● **EXERCISE DETAILS**
Render every line of the items below as a JSON list of strings, one string per line, skipping any blank lines. Leave the pictures out.

## Begin RECORDS TO PROCESS

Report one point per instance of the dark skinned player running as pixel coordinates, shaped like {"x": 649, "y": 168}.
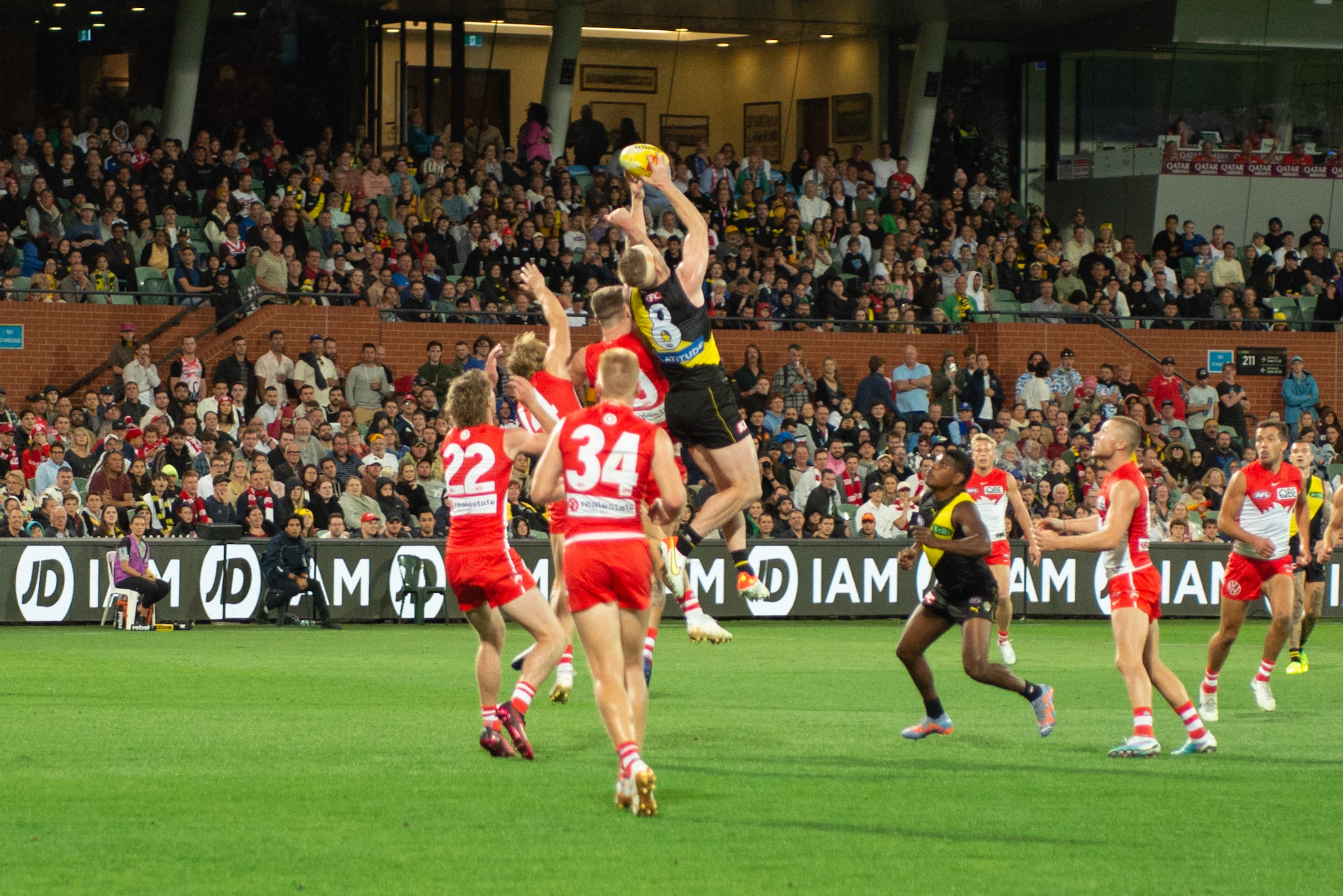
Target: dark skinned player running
{"x": 966, "y": 594}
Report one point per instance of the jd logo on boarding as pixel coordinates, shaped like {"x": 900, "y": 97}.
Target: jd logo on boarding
{"x": 778, "y": 570}
{"x": 45, "y": 583}
{"x": 230, "y": 591}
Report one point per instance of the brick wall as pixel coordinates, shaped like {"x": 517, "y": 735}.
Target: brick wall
{"x": 65, "y": 341}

## End RECORDS TO PROCESS

● **SOLUTION TO THE PROBLEM**
[
  "Report one point per instance of the dark skinned player running as pixel coordinates, shaped like {\"x\": 649, \"y\": 168}.",
  "Target: dark skinned player running",
  "{\"x\": 966, \"y\": 594}",
  "Report one point per instance of the jd logo on boarding as pixel coordinates, shaped like {\"x\": 900, \"y\": 97}.",
  "Target: jd logo on boarding",
  "{\"x\": 778, \"y\": 570}",
  "{\"x\": 45, \"y\": 583}",
  "{\"x\": 230, \"y\": 591}",
  "Report one point per instance of the brick wall as pixel coordinates, shaped like {\"x\": 517, \"y\": 735}.",
  "Target: brick wall",
  "{\"x\": 65, \"y\": 341}"
]